Deine Aufgabe:
Beantworte die folgenden Fragen zum Dokument und kennzeichne deine Antworten ebenfalls mit (a), (b) und (c).
(a) Wer leistet laut dem Dokument erheblichen Widerstand gegen die Versuche, Akteure der Bewegung in lokale Institutionen und Regierungen hineinzuheben?
(b) Von wem werden die bereitgestellten Partizipationsformate eher genutzt?
(c) Was wollen Initiativen wie »Stadt von unten« gerade NICHT schaffen?

Die Versuche, nicht nur Forderungen, sondern auch Akteure der Bewegung in lokale Institutionen und Regierungen hineinzuheben, rufen erheblichen Widerstand der etablierten Parteien und vor allem des Immobilien- und Finanzkapitals hervor. Gleichzeitig generieren sie Friktionen aufseiten von Bewegungsgruppen, deren Erwartungen über das »realpolitisch Durchsetzbare« oft hinausgehen. Oder sie verstärken vorhandene Spaltungslinien, weil die bereitgestellten Partizipationsformate eher von »Bewegungseliten« genutzt werden (Balcerowiak 2018). Meist sind es langwierige und mühsame Kämpfe, in denen Initiativen wie »Stadt von unten« darauf drängen, gerade NICHT »ein paar Projektorchideen für ein paar Glückliche zu schaffen« (Stadt von unten 2018).

Bereitgestelltes Material:
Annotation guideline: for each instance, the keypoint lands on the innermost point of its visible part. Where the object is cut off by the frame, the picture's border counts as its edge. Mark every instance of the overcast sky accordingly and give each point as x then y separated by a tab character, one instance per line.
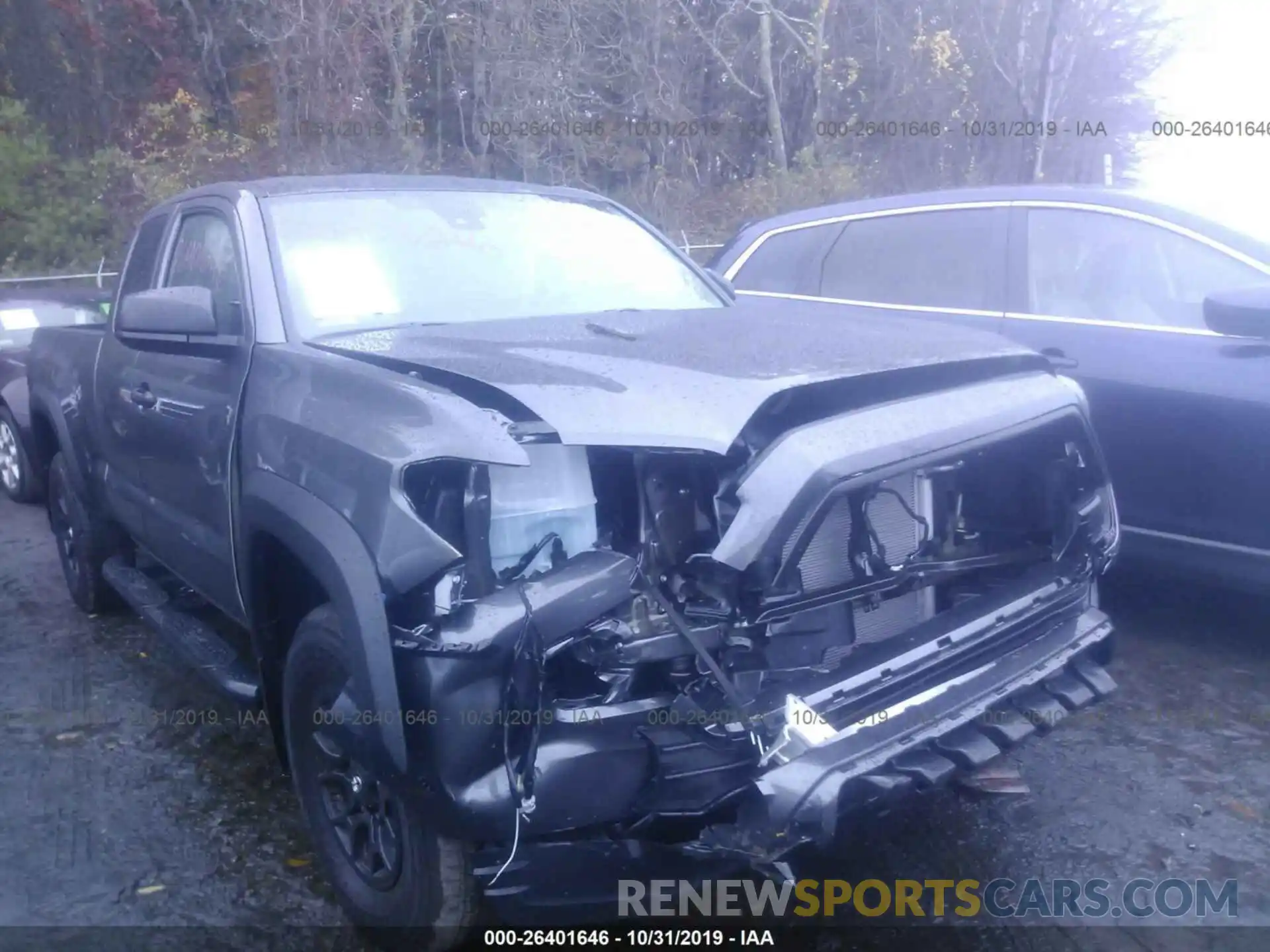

Vollständige Antwort:
(a) Die etablierten Parteien und vor allem das Immobilien- und Finanzkapital.
(b) Von »Bewegungseliten«.
(c) »Ein paar Projektorchideen für ein paar Glückliche«.